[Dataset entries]
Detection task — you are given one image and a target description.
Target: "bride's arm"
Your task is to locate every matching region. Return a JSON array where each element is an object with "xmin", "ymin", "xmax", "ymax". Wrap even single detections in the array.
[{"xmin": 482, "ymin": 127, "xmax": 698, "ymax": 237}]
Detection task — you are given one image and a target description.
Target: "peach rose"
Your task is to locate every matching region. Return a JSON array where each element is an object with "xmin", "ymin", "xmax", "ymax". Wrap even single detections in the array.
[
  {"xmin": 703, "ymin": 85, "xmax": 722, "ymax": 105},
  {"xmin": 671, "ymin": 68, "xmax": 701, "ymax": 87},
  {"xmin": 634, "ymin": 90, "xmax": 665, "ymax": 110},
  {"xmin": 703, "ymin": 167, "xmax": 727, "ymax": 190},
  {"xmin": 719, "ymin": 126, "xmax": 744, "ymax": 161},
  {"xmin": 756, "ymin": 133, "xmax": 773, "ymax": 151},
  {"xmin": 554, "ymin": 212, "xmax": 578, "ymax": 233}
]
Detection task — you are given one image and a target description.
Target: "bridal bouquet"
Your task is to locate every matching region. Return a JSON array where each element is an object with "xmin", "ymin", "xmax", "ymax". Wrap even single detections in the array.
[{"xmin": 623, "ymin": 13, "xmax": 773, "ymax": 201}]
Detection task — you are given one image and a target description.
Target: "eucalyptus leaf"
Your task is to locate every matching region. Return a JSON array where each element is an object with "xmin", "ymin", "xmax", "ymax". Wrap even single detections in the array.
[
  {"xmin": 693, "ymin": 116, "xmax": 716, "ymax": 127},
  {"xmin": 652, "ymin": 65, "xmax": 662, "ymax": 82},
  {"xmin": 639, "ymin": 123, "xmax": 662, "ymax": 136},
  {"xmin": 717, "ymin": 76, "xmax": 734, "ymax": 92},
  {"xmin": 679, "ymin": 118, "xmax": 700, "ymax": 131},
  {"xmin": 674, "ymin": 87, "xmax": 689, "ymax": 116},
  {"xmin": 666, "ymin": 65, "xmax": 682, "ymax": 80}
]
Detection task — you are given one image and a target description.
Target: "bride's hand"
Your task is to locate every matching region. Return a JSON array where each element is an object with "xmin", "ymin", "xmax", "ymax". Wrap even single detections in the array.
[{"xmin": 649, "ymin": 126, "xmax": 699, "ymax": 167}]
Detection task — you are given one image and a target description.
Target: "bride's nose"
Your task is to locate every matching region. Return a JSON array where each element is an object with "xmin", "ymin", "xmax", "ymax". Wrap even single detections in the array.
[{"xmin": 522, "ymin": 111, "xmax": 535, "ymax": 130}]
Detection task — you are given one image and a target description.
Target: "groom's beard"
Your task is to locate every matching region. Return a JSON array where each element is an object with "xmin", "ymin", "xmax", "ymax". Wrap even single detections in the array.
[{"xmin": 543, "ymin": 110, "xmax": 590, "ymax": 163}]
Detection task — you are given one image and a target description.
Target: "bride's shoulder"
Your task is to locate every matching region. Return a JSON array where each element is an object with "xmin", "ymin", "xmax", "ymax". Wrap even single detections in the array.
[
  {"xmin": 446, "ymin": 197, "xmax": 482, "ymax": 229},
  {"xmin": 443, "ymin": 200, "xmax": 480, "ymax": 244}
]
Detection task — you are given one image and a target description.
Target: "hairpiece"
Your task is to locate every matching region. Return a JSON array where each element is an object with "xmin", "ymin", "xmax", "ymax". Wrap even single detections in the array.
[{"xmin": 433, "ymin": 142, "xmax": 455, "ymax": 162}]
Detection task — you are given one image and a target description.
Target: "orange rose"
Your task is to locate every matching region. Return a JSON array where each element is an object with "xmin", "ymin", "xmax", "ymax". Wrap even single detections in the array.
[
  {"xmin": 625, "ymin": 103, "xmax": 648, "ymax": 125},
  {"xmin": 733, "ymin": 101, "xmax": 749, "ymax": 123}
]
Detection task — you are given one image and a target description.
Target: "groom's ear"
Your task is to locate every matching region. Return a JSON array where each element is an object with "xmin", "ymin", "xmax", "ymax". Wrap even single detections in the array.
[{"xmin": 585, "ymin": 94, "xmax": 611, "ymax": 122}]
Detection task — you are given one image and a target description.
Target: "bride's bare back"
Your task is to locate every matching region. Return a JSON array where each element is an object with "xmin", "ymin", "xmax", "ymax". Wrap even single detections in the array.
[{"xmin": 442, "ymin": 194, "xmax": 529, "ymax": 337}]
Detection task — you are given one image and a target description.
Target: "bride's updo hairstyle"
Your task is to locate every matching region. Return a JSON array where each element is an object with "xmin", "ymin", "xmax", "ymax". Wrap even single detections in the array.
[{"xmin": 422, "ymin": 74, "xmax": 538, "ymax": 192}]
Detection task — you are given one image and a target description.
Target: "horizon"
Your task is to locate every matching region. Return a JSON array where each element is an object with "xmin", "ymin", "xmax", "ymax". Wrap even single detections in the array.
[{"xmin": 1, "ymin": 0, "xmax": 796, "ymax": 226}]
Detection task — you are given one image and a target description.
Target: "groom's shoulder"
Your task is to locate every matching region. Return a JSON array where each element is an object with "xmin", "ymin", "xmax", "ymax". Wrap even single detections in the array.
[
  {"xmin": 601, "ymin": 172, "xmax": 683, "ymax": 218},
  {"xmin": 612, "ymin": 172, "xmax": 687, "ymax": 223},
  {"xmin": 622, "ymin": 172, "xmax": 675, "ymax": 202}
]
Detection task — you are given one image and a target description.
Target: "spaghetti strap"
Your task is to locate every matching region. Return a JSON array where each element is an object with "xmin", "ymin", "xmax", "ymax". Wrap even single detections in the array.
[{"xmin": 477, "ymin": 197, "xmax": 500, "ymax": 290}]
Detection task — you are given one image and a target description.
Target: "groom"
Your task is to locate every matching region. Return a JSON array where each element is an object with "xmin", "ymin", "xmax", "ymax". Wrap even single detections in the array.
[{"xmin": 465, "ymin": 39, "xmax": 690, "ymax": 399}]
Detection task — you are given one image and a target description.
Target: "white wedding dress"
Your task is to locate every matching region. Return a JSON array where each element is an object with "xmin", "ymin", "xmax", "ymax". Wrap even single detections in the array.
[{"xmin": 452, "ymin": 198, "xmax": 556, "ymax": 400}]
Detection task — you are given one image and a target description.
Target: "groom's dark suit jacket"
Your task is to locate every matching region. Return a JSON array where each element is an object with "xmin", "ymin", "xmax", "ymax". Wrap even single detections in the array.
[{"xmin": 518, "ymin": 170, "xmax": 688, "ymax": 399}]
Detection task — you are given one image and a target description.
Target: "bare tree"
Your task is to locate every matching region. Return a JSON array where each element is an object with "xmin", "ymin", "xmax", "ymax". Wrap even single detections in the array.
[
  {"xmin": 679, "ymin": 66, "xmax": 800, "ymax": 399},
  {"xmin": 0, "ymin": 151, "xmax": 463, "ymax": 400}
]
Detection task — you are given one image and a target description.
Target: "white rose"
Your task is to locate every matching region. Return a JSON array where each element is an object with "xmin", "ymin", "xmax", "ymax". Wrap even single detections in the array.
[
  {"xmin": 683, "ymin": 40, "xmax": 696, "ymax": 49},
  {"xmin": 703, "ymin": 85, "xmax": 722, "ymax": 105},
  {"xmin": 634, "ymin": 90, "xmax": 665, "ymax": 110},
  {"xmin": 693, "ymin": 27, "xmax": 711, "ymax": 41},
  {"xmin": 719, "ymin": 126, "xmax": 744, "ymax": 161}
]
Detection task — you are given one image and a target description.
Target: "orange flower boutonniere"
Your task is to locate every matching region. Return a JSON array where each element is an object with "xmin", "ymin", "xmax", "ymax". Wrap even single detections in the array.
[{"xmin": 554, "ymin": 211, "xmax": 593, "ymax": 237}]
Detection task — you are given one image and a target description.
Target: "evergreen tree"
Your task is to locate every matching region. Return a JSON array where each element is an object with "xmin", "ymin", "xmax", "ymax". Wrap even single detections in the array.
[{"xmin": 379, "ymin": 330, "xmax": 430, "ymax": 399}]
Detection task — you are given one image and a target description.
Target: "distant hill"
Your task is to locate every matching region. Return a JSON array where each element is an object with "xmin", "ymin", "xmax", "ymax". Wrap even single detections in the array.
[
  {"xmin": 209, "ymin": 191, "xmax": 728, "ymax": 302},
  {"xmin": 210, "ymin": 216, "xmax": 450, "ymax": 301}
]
...
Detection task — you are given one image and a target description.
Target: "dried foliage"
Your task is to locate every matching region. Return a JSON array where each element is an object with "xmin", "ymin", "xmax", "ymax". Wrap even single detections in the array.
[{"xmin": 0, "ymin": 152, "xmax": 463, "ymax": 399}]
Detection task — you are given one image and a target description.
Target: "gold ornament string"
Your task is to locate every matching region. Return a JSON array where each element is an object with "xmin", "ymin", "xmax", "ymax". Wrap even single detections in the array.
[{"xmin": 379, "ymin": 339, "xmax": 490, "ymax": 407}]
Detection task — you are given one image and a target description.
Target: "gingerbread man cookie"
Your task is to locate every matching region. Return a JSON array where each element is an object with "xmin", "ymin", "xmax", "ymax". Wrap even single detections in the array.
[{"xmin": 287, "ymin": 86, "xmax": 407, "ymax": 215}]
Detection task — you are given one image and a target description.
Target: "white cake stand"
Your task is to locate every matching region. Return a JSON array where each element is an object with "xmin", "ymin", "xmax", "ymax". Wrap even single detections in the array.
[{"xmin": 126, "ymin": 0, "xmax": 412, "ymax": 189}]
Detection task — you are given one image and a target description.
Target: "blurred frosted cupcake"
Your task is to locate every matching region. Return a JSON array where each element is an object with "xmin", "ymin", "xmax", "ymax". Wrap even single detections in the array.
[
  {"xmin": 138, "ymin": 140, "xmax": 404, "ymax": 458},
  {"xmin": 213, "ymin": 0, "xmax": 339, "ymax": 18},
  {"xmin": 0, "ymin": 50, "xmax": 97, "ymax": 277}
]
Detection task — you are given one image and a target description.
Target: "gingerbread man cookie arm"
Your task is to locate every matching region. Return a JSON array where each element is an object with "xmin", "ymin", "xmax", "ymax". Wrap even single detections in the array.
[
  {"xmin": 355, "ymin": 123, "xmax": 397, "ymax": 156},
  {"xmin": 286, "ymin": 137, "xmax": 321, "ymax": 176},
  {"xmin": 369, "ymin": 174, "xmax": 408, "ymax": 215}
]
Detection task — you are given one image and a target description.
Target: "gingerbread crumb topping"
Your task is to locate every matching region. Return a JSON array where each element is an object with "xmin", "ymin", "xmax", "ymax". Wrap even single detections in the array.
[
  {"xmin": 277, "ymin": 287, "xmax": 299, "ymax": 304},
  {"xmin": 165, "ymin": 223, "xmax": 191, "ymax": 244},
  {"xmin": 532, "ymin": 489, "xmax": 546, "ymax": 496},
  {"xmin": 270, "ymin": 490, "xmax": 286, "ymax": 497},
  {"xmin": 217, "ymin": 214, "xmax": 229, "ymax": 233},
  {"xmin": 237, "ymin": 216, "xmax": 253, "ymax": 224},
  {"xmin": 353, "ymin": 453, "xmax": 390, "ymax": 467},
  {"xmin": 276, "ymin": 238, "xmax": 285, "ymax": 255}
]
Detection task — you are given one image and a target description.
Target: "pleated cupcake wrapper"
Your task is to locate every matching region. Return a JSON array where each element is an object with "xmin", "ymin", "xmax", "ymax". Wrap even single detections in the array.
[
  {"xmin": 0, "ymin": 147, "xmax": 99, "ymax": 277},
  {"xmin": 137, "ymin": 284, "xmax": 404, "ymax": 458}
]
* * *
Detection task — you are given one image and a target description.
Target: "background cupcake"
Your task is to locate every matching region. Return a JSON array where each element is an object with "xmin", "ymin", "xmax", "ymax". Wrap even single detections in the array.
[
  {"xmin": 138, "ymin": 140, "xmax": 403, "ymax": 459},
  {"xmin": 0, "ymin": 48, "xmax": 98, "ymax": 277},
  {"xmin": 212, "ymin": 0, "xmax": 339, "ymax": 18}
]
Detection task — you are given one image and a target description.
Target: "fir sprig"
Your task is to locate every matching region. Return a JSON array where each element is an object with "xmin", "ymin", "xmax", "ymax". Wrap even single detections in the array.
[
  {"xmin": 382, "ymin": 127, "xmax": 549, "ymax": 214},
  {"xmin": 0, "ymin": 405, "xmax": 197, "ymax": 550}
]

• [WHAT THE TASK ASKS] Would you show every line in the data above that contains the string "orange"?

• [OUTPUT BELOW]
Target: "orange rose"
Target: "orange flower boutonniere"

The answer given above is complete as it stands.